#### LISTA DE EXERCÍCIOS:
1. Reproduza o texto sobre o ensino de filosofia de "Foi em 2008, com" até "sequer ser disciplinas.", sem alterar nada.
2. Dê continuidade ao texto sobre o ensino de filosofia a partir da última frase apresentada.

#### TRECHO SELECIONADO:

>>>

Agora, ela aparece diluída nas áreas Ciências Humanas e Sociais Aplicadas, ainda que seja exigida na carga horária. Esse documento norteará os currículos escolares e também servirá como referência para a formação dos professores, livros didáticos e, futuramente, as avaliações.
Foi em 2008, com a Lei 11.684, que modificava o artigo 36 da LDB de 1996, que a Filosofia, assim como a sociologia, tornou-se disciplina obrigatória no ensino médio. Antes disso, o ensino era opcional e, pela LDB de 1996, ao final de sua formação, o aluno deveria ter o “domínio dos conhecimentos de filosofia e de sociologia necessários ao exercício da cidadania”.
Controvérsia
Considerada uma das mais duras críticas do modelo adotado pelo sistema educacional, a antropóloga Eunice Durham, pesquisadora do Núcleo de Pesquisa de Políticas Públicas da Universidade de São Paulo (USP) argumenta que a filosofia, assim como a sociologia, não deveriam sequer ser disciplinas.
Para a educadora, só quem de fato se interessa pelo assunto deveria estudá-lo com mais profundidade. “Mesmo quando se faz um projeto diferente, é sempre para toda a escola. Por isso o aluno reclama que a escola é chata, e o professor diz que os alunos são desinteressados. Onde houver dinheiro, sociologia e filosofia deveriam ser disciplinas optativas”, opinou em entrevista à Revista Educação.

<<<

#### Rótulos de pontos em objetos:
>>>

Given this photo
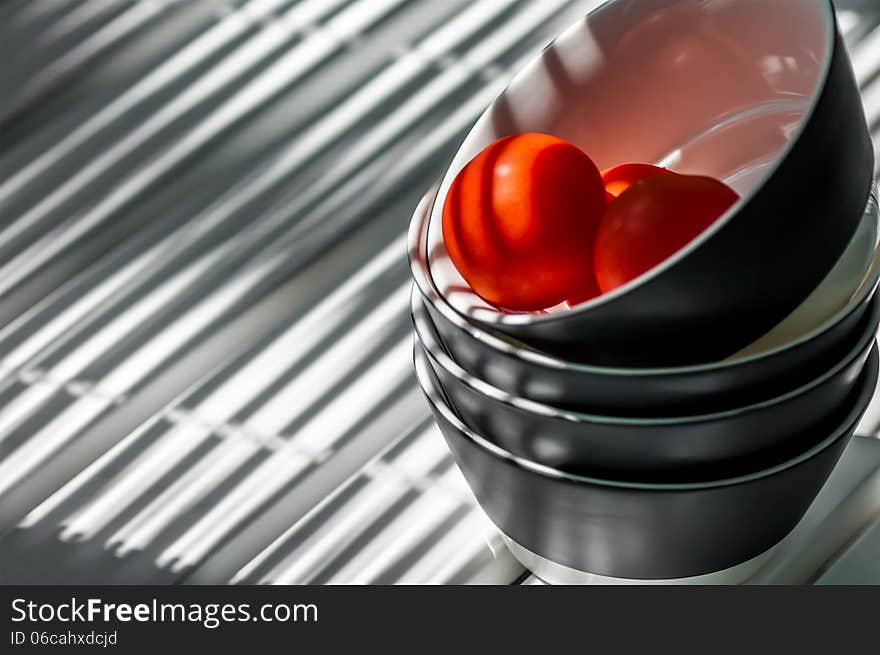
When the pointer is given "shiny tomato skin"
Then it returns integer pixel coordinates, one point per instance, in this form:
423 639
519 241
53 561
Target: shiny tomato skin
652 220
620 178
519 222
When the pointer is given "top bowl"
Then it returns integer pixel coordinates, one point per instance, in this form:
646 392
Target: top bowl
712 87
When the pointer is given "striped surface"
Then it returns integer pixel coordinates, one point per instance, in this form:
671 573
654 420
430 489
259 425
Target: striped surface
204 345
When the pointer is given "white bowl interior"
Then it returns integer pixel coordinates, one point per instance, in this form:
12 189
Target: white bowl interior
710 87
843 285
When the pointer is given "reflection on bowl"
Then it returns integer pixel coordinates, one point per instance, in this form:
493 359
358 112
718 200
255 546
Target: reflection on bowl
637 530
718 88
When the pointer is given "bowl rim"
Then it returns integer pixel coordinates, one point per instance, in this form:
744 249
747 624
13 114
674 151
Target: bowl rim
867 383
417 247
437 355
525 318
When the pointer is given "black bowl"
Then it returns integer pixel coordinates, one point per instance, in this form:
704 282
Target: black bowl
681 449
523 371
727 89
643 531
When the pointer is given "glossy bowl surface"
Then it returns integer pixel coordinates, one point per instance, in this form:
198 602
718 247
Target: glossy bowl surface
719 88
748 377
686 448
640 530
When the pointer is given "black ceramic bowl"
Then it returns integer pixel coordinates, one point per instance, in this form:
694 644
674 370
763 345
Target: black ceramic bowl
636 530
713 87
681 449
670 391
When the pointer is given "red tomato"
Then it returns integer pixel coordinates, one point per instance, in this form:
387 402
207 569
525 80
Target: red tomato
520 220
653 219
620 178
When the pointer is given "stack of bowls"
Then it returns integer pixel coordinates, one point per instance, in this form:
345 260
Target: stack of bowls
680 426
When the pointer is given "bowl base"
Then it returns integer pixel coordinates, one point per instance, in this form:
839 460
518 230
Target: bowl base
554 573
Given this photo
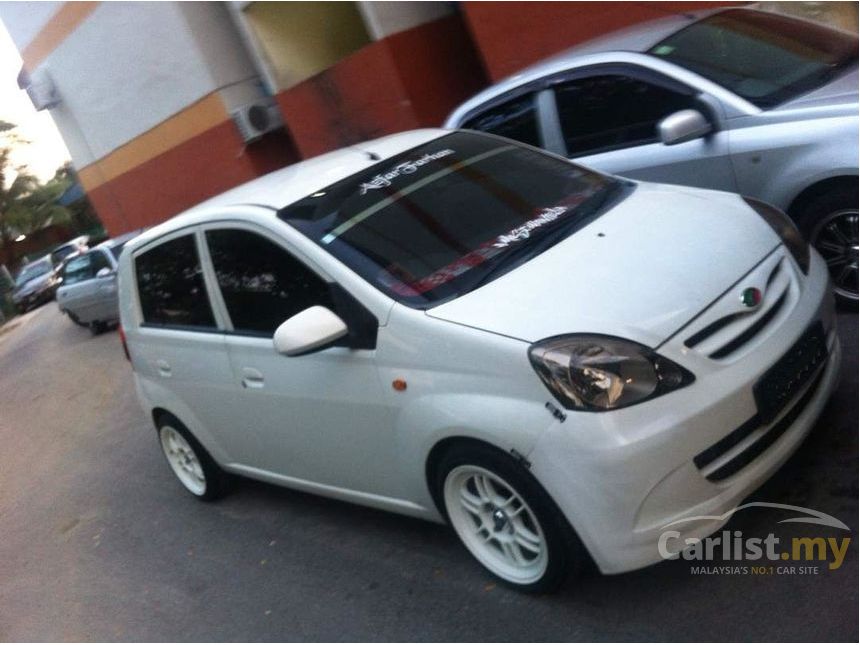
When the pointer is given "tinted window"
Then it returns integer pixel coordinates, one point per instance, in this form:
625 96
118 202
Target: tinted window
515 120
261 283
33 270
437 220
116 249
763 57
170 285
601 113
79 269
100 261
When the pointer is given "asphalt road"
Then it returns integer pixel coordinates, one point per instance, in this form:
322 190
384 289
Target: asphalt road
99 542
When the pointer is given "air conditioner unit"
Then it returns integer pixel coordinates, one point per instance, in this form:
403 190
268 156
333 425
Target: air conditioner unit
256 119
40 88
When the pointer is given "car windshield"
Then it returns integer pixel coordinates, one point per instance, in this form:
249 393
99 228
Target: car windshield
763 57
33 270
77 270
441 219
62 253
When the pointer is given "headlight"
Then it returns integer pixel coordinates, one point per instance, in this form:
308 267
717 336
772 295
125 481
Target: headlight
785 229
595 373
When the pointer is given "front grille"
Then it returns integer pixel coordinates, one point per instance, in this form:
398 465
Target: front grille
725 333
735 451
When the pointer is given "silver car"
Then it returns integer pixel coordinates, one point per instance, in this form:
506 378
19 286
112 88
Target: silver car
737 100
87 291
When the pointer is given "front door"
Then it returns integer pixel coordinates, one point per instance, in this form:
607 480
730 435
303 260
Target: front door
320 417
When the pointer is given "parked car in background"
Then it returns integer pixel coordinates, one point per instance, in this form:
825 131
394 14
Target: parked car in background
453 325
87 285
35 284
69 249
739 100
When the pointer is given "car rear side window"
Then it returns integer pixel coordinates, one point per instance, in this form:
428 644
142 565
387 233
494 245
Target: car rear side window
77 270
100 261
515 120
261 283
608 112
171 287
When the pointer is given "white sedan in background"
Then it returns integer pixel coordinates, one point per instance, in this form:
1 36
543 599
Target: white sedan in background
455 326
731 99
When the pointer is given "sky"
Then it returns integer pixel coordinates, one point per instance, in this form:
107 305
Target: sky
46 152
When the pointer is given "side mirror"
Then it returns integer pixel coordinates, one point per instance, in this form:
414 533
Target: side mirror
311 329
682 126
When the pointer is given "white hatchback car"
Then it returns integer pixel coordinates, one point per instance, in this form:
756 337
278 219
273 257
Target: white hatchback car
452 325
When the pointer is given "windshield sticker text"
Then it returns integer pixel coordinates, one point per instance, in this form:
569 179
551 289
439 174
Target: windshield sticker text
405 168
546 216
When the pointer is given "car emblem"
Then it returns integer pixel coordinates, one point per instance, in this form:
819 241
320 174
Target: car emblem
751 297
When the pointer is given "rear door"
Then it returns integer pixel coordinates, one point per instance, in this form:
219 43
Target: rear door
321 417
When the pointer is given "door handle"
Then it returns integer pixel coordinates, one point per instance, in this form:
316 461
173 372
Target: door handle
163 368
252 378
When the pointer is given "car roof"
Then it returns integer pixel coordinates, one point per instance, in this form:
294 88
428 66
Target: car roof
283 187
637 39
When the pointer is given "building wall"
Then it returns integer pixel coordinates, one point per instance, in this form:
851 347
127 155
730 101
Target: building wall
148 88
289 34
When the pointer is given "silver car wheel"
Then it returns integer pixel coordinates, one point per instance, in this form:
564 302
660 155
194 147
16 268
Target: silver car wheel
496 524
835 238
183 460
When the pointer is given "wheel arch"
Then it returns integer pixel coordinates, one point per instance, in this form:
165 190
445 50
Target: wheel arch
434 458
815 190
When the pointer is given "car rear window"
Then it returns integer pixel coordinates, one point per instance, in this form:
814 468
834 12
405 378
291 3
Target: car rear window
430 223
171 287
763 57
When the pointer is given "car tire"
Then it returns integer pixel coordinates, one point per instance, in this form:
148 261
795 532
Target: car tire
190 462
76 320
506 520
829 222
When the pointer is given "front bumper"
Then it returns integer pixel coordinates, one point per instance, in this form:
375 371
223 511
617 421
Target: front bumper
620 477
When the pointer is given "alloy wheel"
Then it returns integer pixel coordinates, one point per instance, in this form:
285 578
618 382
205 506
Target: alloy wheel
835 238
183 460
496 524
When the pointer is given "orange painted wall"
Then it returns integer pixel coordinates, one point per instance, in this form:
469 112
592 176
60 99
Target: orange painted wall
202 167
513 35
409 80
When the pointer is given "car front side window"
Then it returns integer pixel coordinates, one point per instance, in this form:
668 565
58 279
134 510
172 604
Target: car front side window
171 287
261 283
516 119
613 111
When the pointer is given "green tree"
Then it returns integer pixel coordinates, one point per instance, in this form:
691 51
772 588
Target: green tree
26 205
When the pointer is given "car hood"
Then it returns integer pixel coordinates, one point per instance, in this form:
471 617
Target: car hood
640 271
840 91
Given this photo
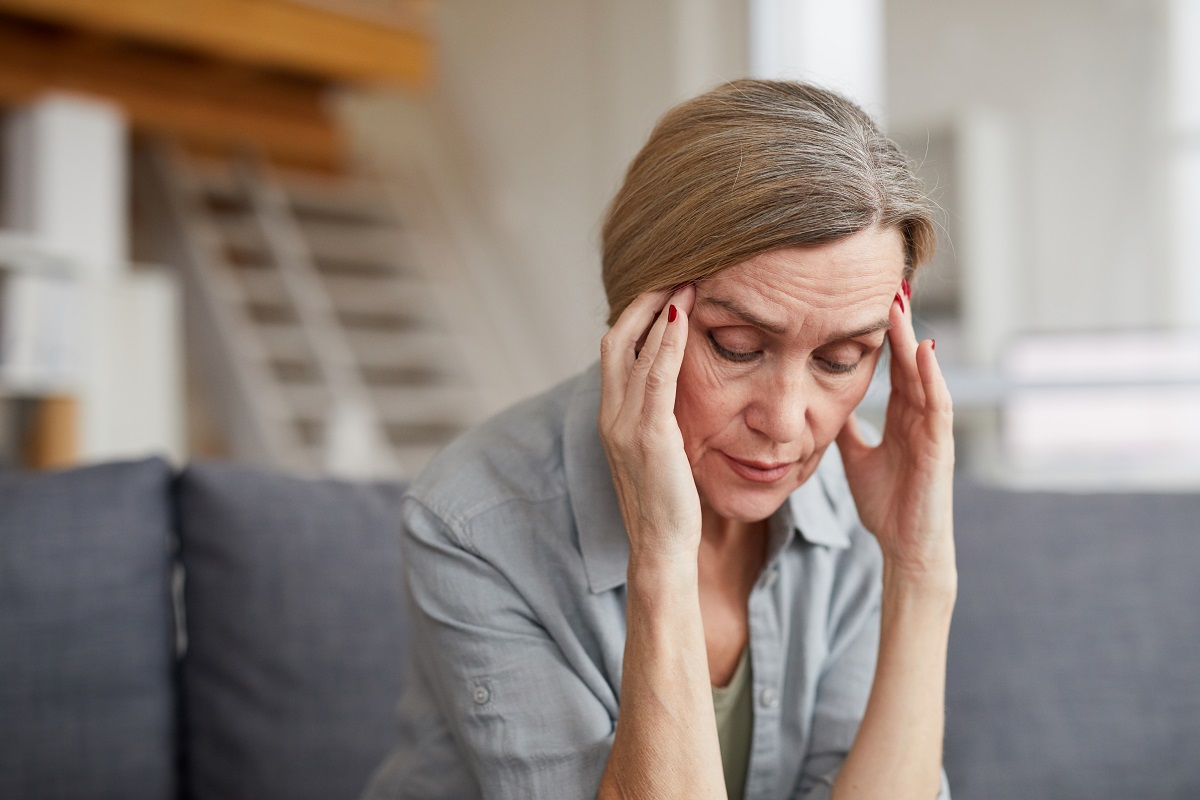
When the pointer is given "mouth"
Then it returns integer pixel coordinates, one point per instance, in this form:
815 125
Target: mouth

<<<

#### RESPOSTAS DAS TAREFAS:
1.
Foi em 2008, com a Lei 11.684, que modificava o artigo 36 da LDB de 1996, que a Filosofia, assim como a sociologia, tornou-se disciplina obrigatória no ensino médio. Antes disso, o ensino era opcional e, pela LDB de 1996, ao final de sua formação, o aluno deveria ter o “domínio dos conhecimentos de filosofia e de sociologia necessários ao exercício da cidadania”.
Controvérsia
Considerada uma das mais duras críticas do modelo adotado pelo sistema educacional, a antropóloga Eunice Durham, pesquisadora do Núcleo de Pesquisa de Políticas Públicas da Universidade de São Paulo (USP) argumenta que a filosofia, assim como a sociologia, não deveriam sequer ser disciplinas.

2.
“Duvidosa”, porém, é a palavra que o doutor em Filosofia e professor da USP (Universidade de São Paulo) Oliver Tolle utiliza para referir-se à promessa da BNCC de proporcionar liberdade de escolha de estudos de disciplinas. Para ele, o aluno de Ensino Médio ainda não tem elementos suficientes para escolher uma área de interesse.
“Como ele pode optar por uma área, se ele ainda não conhece seus conteúdos e possibilidades? O Ensino Médio deveria ser a última etapa da obtenção de conhecimento geral”, questiona.
Formação humana
Segundo o doutor em Filosofia da Educação e coordenador do Curso de Pós-Graduação em Filosofia Política e Jurídica da Universidade Estadual de Londrina, Bianco Zalmora Garcia, a filosofia se distingue por suas virtudes educacionais peculiares na formação do estudantes.
“Ela proporciona, no modo como enfrentam a realidade na qual estão inseridos, uma linguagem de segurança e uma autonomia do pensar racional, de natureza reconstrutivo-conceitual, crítico-reflexiva e argumentativa.”
Já Marcos Sidnei Pagotto-Euzebio, doutor em Filosofia da Educação e professor do Departamento de Filosofia da Educação e Ciências da Educação da Faculdade de Educação da USP (Universidade de São Paulo), critica a falta de reconhecimento público da disciplina.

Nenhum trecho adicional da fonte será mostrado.